The frequency, f.sub.SW, of switching one generator voltage to the output,
that is, the rate at which each switching device in the converter is
operated, can be expressed for the two modes of operation as follows:
f.sub.SW(UFC) =f.sub.I +f.sub.o, (3)
f.sub.SW(CUFC) =f.sub.I -f.sub.o, (4)
In the example illustrated in FIG. 1 which we will consider to represent
the minimum generator frequency, f.sub.I =3f.sub.o and therefore the
minimum switching frequencies are:
f.sub.SW(UFC) =4f.sub.o, (5)
f.sub.SW(CUFC) =2f.sub.o, (6)
If we now consider the maximum generator frequency for an aircraft
electrical power system wherein as previously discussed the maximum
frequency is typically twice the minimum, then f.sub.I =6f.sub.o and the
switching frequencies using equations (3) and (4) are:
f.sub.SW(UFC) =7f.sub.o, (7)
f.sub.SW(CUFC) =5f.sub.o, (8)
Since in accordance with the invention the converter is operated as a UFC
at and around the minimum generator frequency (see equation 4) and is
operated in the complementary manner at and around the maximum generator
frequency (see equation 8), the switching frequency of the devices in the
converter at maximum generator frequency is only about 25% higher than at
minimum generator speed. If the transition from UFC to complementary UFC
operation is made just below the mid-point of the generator frequency
range, that is where:
f.sub.Imid =(f.sub.Imax +f.sub.Imin)/2, (9)
the switching frequency would be:
f.sub.SW(max) =5.5f.sub.o, (10)
which is about 37% higher than the minimum switching frequency (see
equation 4).
As illustrated by the waveforms of FIGS. 1(b) and 1(d), the fundamental
component of the output voltage waveform generated by the UFC and its
complementary counterpart are identical if the time instants of the
switching in the converter are properly related. This ensures that the
transition between the two operating modes can be accomplished without any
appreciable transients.
FIG. 2 illustrates in block diagram form a
variable-speed-constant-frequency (VSCF) power generating system
incorporating the present invention. The generator 1 is a 6 phase AC
generator driven by a prime mover, such as an aircraft engine, at variable
speed. The six phases of generator voltage are each connected to a switch
in a power frequency converter 3. A reference voltage wave generator 5,
generates a reference waveform at the frequency of the desired output
waveform. Pulse timing and gating circuits 7, generate a set of timing
waves phase-locked to the generator voltages and sequentially turn on the
switches in the power converter 3 at instants determined by a comparison
of the reference waveform to the timing waveforms. The sequential
operation of the switches in the power converter 3 produces a composite
waveform made up of selected segments of each phase of the generator
output. This composite waveform is passed through an L-C output filter 9
to produce the converter output having the desired frequency. The
frequency of the converter output is exactly equal to that of the
reference waveform. The amplitude of the output voltage can be regulated
by controlling the generator voltage through a voltage regulator 11 as
shown in FIG. 2. It is also possible to control the amplitude of the
output voltage internally in the converter by using, for example, the
technique of pulse width modulation which is described in U.S. Pat. No.

▸ **DATA BELOW**:
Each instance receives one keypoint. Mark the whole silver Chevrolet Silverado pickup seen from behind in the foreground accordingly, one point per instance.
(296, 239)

▸ **INSTRUCTIONS**:
#1 Answer each question from the converter passage, one line per answer, marked (a), (b), (c) to match:
(a) How many phases does the generator in FIG. 2 have?
(b) In the FIG. 1 example taken to represent the minimum generator frequency, what value is given for f.sub.I?
(c) What does the composite waveform pass through to produce the converter output at the desired frequency?
#2 In one to three sentences, explain why the converter passage says the change between the two operating modes happens without any appreciable transients.
#3 Carry on writing the converter passage from the point where it stops.

▸ **EXERCISE RESULTS**:
#1
(a) Six phases.
(b) f.sub.I = 3f.sub.o.
(c) An L-C output filter 9.

#2 The fundamental component of the output voltage waveform is identical for the UFC and its complementary counterpart, as long as the switching instants in the converter are properly related. Because that component stays the same, switching from one mode to the other does not produce appreciable transients.

#3
3,493,838.
It is common to arrange the switches used in the power frequency converter
3 of FIG. 2 in pulse groups. For instance, as shown in FIG. 3, the six
switches used to switch the six input phases V.sub.g1 through V.sub.g6 of
the converter can be arranged in two 3-phase groups. In this arrangement,
the switches 11, 13 and 15 associated with phases 1, 3 and 5 are operated
as one group 23 and switches 17, 19 and 21 associated with phases 2, 4 and
6 are operated as the second group 25. The waveforms generated by each 3
pulse group are combined through an interphase transformer 27 to produce a
composite output waveform V.sub.o. The arrangement of the switches in
pulse groups reduces the switching frequency of the individual switches.
The switches are shown in FIG. 3 as symmetrical field effect transistors
(FETs) with forward and reverse blocking capability. Actually any
bidirectional switch of suitable power, frequency, and voltage blocking
capability can be used. Thus such switches can also be realized with
arrangements of transistors and diodes as for example those shown in FIGS.
4a, b and c.
The gating signals for the switches of the power frequency converter 3 are
generated by the pulse timing and gating circuits 7 of FIG. 2 in
conjunction with the reference voltage wave generator 5. As previously
mentioned, one way of generating the gating signals is to generate a
triangular reference waveform and a set of triangular waveform timing
signals. A suitable arrangement for gating the switches in this manner is
shown in FIG. 5. The pulse timing and gating circuits 7 include a timing
wave generator 29 which generates 6 triangular timing waves phase locked
to the generator voltages. These signals can easily be generated by
techniques well known by those skilled in the art such as by shaping the
sinusoidal generator voltages into essentially square waves which are then
integrated.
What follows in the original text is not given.